What the exercise asks:
Copy each line below exactly and leave the pictures out.

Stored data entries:
------------

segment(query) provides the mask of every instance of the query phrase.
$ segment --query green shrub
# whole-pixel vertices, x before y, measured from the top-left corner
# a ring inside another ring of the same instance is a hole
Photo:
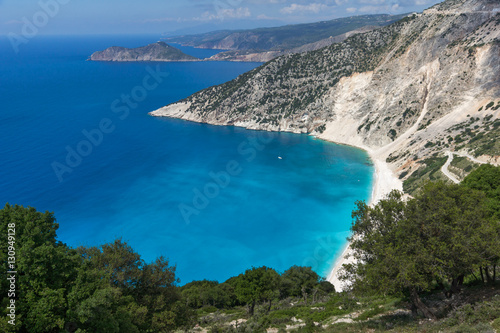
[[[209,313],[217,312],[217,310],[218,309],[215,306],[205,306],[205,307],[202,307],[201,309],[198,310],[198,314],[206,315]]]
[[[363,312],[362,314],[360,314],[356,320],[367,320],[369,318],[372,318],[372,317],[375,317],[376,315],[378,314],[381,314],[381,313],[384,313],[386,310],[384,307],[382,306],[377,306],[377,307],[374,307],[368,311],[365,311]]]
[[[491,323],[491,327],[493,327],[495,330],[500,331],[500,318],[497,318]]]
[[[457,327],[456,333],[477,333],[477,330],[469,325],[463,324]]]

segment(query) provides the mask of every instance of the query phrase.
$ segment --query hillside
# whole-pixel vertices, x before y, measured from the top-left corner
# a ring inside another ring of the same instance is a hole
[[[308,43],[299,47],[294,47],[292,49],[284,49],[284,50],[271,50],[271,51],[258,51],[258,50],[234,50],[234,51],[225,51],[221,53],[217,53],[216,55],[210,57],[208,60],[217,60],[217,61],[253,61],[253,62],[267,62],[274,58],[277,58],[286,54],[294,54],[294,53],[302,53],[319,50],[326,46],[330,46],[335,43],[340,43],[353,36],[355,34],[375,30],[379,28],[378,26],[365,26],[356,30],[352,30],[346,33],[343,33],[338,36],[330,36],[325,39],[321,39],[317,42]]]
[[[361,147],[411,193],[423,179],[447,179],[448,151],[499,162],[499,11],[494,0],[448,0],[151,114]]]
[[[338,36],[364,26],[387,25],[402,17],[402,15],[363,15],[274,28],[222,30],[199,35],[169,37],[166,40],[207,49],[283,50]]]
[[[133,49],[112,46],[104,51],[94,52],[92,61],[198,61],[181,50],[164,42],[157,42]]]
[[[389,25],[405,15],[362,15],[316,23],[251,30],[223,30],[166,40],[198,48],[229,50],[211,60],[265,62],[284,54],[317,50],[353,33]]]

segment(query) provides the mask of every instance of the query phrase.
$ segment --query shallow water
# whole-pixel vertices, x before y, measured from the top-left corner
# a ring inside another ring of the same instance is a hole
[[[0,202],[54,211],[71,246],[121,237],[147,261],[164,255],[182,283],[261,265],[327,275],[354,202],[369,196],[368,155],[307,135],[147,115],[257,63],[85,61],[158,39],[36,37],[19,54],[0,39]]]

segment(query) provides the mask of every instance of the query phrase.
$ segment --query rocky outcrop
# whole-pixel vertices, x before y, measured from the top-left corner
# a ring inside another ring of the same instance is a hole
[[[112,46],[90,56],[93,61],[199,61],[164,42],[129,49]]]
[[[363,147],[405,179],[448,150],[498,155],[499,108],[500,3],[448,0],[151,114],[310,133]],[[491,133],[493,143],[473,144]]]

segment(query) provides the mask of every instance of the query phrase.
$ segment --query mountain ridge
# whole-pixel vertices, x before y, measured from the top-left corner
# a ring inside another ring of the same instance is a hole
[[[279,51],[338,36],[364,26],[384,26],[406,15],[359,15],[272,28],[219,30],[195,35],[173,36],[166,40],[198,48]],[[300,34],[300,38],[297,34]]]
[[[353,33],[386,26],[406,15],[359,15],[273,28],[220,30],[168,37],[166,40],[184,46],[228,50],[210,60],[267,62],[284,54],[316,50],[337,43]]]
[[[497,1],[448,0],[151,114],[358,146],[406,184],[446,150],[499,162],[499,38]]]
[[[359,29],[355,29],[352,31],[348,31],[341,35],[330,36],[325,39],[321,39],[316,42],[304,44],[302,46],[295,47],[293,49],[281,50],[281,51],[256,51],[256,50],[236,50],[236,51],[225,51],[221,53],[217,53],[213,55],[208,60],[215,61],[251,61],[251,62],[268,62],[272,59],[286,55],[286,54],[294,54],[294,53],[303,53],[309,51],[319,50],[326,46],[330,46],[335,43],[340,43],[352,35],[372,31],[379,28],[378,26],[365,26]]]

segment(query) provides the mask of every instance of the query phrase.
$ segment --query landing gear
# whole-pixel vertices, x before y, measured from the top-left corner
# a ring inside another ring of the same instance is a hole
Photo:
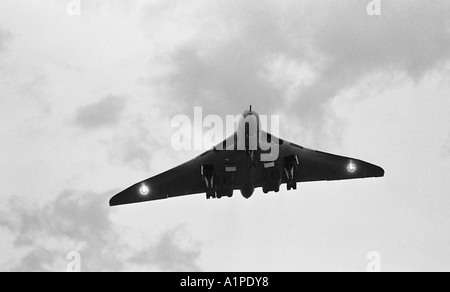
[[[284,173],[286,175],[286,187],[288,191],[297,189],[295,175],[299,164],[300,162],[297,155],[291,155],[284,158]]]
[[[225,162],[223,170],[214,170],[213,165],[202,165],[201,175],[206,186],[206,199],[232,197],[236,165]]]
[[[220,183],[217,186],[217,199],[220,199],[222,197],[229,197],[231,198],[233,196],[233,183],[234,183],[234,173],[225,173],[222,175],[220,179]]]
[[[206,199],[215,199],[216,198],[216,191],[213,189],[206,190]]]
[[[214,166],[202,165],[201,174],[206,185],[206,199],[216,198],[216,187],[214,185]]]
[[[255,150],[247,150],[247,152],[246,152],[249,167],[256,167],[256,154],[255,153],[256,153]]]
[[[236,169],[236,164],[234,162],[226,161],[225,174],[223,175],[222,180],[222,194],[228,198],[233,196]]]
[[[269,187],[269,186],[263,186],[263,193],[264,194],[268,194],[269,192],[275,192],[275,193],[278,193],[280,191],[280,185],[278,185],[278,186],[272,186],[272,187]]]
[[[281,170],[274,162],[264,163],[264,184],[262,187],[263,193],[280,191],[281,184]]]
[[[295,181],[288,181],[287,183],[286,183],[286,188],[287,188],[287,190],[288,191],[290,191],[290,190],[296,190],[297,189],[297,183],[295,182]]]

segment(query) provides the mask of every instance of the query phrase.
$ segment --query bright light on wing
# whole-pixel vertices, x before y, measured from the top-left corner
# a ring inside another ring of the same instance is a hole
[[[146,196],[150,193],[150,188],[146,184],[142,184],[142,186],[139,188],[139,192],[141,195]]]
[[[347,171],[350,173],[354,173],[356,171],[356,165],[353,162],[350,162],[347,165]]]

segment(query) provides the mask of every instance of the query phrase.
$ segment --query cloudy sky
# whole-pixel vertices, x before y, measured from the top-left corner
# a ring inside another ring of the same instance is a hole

------------

Result of the exercise:
segment(query) provides the mask of every instance of the query phrase.
$ segment --query green shrub
# whole-pixel vertices, x before y, measured from the top-left corner
# a ring inside another ring of the same instance is a hole
Photo:
[[[209,313],[217,312],[217,310],[218,309],[215,306],[205,306],[205,307],[202,307],[201,309],[198,310],[198,314],[206,315]]]
[[[363,312],[362,314],[360,314],[356,320],[367,320],[369,318],[372,318],[372,317],[375,317],[376,315],[378,314],[381,314],[381,313],[384,313],[386,310],[384,307],[382,306],[377,306],[377,307],[374,307],[368,311],[365,311]]]
[[[491,323],[491,327],[493,327],[495,330],[500,331],[500,318],[497,318]]]
[[[457,327],[456,333],[477,333],[477,330],[469,325],[463,324]]]

segment(query) provides the mask of every instance of the query phrase.
$ segment --query hillside
# whole-pixel vertices, x before y, measured from the top-left corner
# a ring inside another ring of the same instance is a hole
[[[308,43],[299,47],[294,47],[292,49],[284,49],[284,50],[271,50],[271,51],[258,51],[258,50],[234,50],[234,51],[225,51],[221,53],[217,53],[216,55],[210,57],[208,60],[217,60],[217,61],[253,61],[253,62],[267,62],[274,58],[277,58],[286,54],[294,54],[294,53],[302,53],[319,50],[326,46],[330,46],[335,43],[340,43],[353,36],[355,34],[375,30],[379,28],[378,26],[365,26],[356,30],[352,30],[346,33],[343,33],[338,36],[330,36],[325,39],[321,39],[317,42]]]
[[[361,147],[411,193],[423,179],[447,179],[448,151],[499,162],[499,11],[494,0],[448,0],[151,114]]]
[[[338,36],[364,26],[387,25],[402,17],[402,15],[363,15],[274,28],[222,30],[199,35],[169,37],[166,40],[207,49],[283,50]]]
[[[133,49],[112,46],[104,51],[94,52],[92,61],[198,61],[181,50],[164,42],[157,42]]]
[[[389,25],[405,15],[362,15],[316,23],[251,30],[223,30],[166,40],[198,48],[229,50],[211,60],[265,62],[284,54],[317,50],[353,33]]]

segment(query) provides the mask of every instance of the query phrase.
$ segment --query shallow water
# whole-pixel vertices, x before y, measured from the top-left corner
# a ring inside another ring of the same instance is a hole
[[[0,202],[54,211],[71,246],[121,237],[147,261],[164,255],[182,283],[261,265],[327,275],[354,202],[369,196],[368,155],[307,135],[147,115],[257,63],[85,61],[158,39],[36,37],[19,54],[0,39]]]

segment(query) provides the mask of every instance of the query phrase.
$ segment --query rocky outcrop
# whole-pixel vertices, x before y, measured from the top-left corner
# a ring inside another ring of the same instance is a hole
[[[112,46],[90,56],[93,61],[199,61],[164,42],[129,49]]]
[[[363,147],[405,179],[448,150],[498,155],[499,108],[500,3],[448,0],[151,114],[310,133]],[[491,133],[493,143],[473,144]]]

segment(query) provides the mask of every instance of the query phrase.
$ segment --query mountain ridge
# whole-pixel vertices, x before y, measured from the top-left corner
# a ring inside another ring of the same instance is a hole
[[[279,51],[338,36],[364,26],[384,26],[406,15],[359,15],[272,28],[219,30],[195,35],[173,36],[166,40],[198,48]],[[300,34],[300,38],[297,34]]]
[[[353,33],[386,26],[406,15],[359,15],[273,28],[220,30],[168,37],[166,40],[184,46],[228,50],[210,60],[267,62],[284,54],[316,50],[337,43]]]
[[[497,1],[448,0],[151,114],[358,146],[406,184],[446,150],[499,162],[499,38]]]
[[[359,29],[355,29],[352,31],[348,31],[341,35],[330,36],[325,39],[321,39],[316,42],[304,44],[302,46],[295,47],[293,49],[281,50],[281,51],[256,51],[256,50],[236,50],[236,51],[225,51],[221,53],[217,53],[213,55],[208,60],[215,61],[251,61],[251,62],[268,62],[272,59],[286,55],[286,54],[294,54],[294,53],[303,53],[309,51],[319,50],[326,46],[330,46],[335,43],[340,43],[352,35],[372,31],[379,28],[378,26],[365,26]]]

segment(query) provides the mask of every instance of the query phrase.
$ segment --query landing gear
# whole-pixel vertices, x before y, measured from the top-left corner
# a ring inside another ring of the same instance is a hole
Photo:
[[[284,173],[286,175],[286,187],[288,191],[297,189],[295,175],[299,164],[300,162],[297,155],[291,155],[284,158]]]
[[[225,162],[223,170],[214,170],[213,165],[202,165],[201,175],[206,186],[206,199],[232,197],[236,165]]]
[[[220,183],[217,186],[217,199],[220,199],[222,197],[229,197],[231,198],[233,196],[233,183],[234,183],[234,173],[225,173],[222,175],[220,179]]]
[[[206,199],[215,199],[216,198],[216,191],[213,189],[206,190]]]
[[[214,166],[202,165],[201,174],[206,185],[206,199],[216,198],[216,187],[214,185]]]
[[[255,150],[247,150],[247,152],[246,152],[249,167],[256,167],[256,154],[255,153],[256,153]]]
[[[236,169],[236,164],[234,162],[226,161],[225,174],[223,175],[222,180],[222,194],[228,198],[233,196]]]
[[[269,187],[269,186],[263,186],[263,193],[264,194],[268,194],[269,192],[275,192],[275,193],[278,193],[280,191],[280,185],[278,185],[278,186],[272,186],[272,187]]]
[[[281,170],[274,162],[264,163],[264,184],[262,187],[263,193],[280,191],[281,184]]]
[[[295,181],[288,181],[287,183],[286,183],[286,188],[287,188],[287,190],[288,191],[290,191],[290,190],[296,190],[297,189],[297,183],[295,182]]]

segment(query) provides the mask of every instance of the query phrase.
$ segment --query bright light on wing
# whole-pixel vertices, x before y, measured from the top-left corner
# a ring inside another ring of the same instance is a hole
[[[146,196],[150,193],[150,188],[146,184],[142,184],[142,186],[139,188],[139,192],[141,195]]]
[[[347,171],[350,173],[354,173],[356,171],[356,165],[353,162],[350,162],[347,165]]]

segment(query) provides the mask of every instance of the query phrase.
$ segment --query cloudy sky
# whole-pixel vertices, x before y, measured from the top-left corner
# a ring inside another ring of the same instance is a hole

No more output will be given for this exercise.